Task statement: Locate each line in the records below that contains the word "rack", and copy every such line.

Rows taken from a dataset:
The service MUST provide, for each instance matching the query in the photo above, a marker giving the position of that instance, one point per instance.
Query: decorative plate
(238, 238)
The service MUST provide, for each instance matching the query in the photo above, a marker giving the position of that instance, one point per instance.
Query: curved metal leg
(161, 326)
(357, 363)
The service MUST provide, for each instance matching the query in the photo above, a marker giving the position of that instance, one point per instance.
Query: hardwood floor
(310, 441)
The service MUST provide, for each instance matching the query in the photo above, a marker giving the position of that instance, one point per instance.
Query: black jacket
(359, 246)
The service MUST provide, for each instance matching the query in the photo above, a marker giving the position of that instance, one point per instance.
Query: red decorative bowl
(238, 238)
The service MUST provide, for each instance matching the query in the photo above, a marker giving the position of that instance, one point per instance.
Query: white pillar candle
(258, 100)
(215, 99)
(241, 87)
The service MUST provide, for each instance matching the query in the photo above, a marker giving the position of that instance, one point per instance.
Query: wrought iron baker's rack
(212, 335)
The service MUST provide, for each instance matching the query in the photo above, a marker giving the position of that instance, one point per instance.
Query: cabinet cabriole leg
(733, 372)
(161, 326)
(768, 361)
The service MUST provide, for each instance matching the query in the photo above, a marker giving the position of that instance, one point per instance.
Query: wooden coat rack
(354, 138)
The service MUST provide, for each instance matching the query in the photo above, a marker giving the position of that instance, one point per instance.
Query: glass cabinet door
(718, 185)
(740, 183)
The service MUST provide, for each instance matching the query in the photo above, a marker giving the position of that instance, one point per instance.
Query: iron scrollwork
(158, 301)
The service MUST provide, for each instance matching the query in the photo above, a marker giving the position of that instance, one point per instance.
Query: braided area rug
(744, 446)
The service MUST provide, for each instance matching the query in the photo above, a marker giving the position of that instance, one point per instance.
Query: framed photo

--

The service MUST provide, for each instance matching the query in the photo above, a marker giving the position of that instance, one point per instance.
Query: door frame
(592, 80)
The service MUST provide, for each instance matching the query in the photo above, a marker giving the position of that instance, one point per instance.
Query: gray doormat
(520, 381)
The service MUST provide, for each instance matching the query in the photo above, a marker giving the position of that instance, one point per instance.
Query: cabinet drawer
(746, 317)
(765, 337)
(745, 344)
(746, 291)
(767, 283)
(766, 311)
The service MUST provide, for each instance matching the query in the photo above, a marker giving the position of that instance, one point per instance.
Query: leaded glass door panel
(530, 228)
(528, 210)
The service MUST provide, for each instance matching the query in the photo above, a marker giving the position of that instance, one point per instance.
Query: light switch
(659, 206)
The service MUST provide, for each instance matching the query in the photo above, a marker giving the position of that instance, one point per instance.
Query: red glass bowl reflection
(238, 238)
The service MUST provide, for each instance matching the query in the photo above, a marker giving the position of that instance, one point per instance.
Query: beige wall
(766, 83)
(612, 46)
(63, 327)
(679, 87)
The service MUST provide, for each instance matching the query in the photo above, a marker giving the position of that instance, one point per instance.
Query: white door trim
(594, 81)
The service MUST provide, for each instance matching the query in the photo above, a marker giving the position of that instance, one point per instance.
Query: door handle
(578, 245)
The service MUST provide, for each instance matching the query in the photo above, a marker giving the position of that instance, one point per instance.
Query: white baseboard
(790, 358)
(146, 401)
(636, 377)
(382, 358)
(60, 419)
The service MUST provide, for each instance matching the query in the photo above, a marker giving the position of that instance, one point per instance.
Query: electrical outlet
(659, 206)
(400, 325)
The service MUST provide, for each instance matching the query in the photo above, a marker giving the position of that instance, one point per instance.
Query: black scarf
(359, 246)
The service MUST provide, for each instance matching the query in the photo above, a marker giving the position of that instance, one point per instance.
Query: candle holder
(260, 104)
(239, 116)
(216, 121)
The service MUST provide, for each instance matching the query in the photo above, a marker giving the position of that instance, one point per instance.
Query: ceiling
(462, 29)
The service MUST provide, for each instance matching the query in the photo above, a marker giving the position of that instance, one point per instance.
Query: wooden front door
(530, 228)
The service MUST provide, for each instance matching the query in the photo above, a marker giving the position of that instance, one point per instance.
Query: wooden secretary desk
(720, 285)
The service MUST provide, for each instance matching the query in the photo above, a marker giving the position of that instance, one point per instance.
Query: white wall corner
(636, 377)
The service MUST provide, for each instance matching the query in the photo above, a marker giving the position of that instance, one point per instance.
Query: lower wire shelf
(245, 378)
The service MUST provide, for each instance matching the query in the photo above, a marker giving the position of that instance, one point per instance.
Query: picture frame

The response:
Query: wrought iron baker's rack
Query: wooden coat rack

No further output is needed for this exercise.